How Software in the Life Sciences Actually Works (And Doesn’t Work)
By Elliot Hershberg. Published 2022-01-30.
Elliot is a PhD student at Stanford University. Before graduate school, he worked on a range of problems in biotechnology. He has helped design cancer vaccines, built computational tools for advancing imaging technologies, and worked as a software engineer on a modern genome browser. Elliot also writes a weekly newsletter called The Century of Biology.
Genomics is projected to require up to 110 petabytes (PB) of storage a day within the next decade—for reference, if you were storing all of that data on 1TB hard drives, you’d need 110,000 of them per day. This would make genomics one of the largest data generating endeavors on the planet, topping other contenders such as Youtube (3-5 PB/day), and Astronomy (3 PB/day). Genomes are not the only “-ome” being measured at breakneck speed, as multi-omic studies are now generating enormous catalogs of different cellular measurements. High-resolution microscopes routinely generate terabytes (1012 bytes) of rich spatial data. In the modern life sciences, quality analytical software is utterly essential for making sense of this enormous amount of new data. Biology is changing.
While biology is changing, our leviathan funding structures have remained the same. It has been estimated that tens of billions of dollars worth of global life sciences R&D depends on software tools for analyzing new types of biological data like genome sequences. While the National Institutes of Health (NIH) is uniquely positioned to support scientists developing this crucial infrastructure–with a budget of $51.96 billion this year–direct grant opportunities for this type of work remain practically nonexistent. Because of the lack of direct funding opportunities, many of the most widely used analytical software tools compete for smaller philanthropic support such as the $11.1 million dollar Essential Open Source Software for Science grant opportunity from the Chan Zuckerburg Initiative.
Part of the absence of sustained software funding in the life sciences can be explained by studying history.

- - -

## WHAT YOU NEED TO DO
#1 Answer these from the article on life sciences software:
(a) How many petabytes of storage a day is genomics projected to need within the next decade?
(b) What is the NIH's budget this year?
(c) What is the name of Elliot's weekly newsletter?
#2 Please write out the part of the article on life sciences software starting with "By Elliot Hershberg." and going on through "Century of Biology.", word for word.
The lines further down can be left aside.

- - -

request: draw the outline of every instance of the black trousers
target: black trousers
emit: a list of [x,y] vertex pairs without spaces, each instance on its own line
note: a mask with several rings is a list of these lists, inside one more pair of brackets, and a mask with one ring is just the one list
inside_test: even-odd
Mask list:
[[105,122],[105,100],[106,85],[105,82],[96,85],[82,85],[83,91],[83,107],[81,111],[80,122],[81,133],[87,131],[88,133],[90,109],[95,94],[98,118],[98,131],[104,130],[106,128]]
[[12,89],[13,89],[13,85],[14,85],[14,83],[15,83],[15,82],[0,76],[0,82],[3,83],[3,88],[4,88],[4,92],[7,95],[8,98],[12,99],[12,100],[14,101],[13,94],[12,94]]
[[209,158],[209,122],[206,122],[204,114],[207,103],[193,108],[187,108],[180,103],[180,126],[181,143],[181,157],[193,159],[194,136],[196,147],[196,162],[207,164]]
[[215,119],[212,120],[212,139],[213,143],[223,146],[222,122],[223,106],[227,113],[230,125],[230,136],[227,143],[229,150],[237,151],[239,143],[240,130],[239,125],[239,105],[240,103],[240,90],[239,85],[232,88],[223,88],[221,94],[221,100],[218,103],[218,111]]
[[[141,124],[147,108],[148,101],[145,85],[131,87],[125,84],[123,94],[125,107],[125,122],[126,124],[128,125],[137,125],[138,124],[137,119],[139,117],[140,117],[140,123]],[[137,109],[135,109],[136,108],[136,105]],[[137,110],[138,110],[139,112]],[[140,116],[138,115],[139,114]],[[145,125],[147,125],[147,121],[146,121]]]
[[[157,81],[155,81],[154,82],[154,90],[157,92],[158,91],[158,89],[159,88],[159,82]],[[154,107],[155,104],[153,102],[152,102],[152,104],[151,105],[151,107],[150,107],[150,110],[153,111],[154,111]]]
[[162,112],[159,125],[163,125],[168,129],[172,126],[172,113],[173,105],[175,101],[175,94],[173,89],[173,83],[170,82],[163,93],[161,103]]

- - -

## WRITTEN RESPONSES
#1
(a) Up to 110 petabytes
(b) $51.96 billion
(c) The Century of Biology

#2
By Elliot Hershberg. Published 2022-01-30.
Elliot is a PhD student at Stanford University. Before graduate school, he worked on a range of problems in biotechnology. He has helped design cancer vaccines, built computational tools for advancing imaging technologies, and worked as a software engineer on a modern genome browser. Elliot also writes a weekly newsletter called The Century of Biology.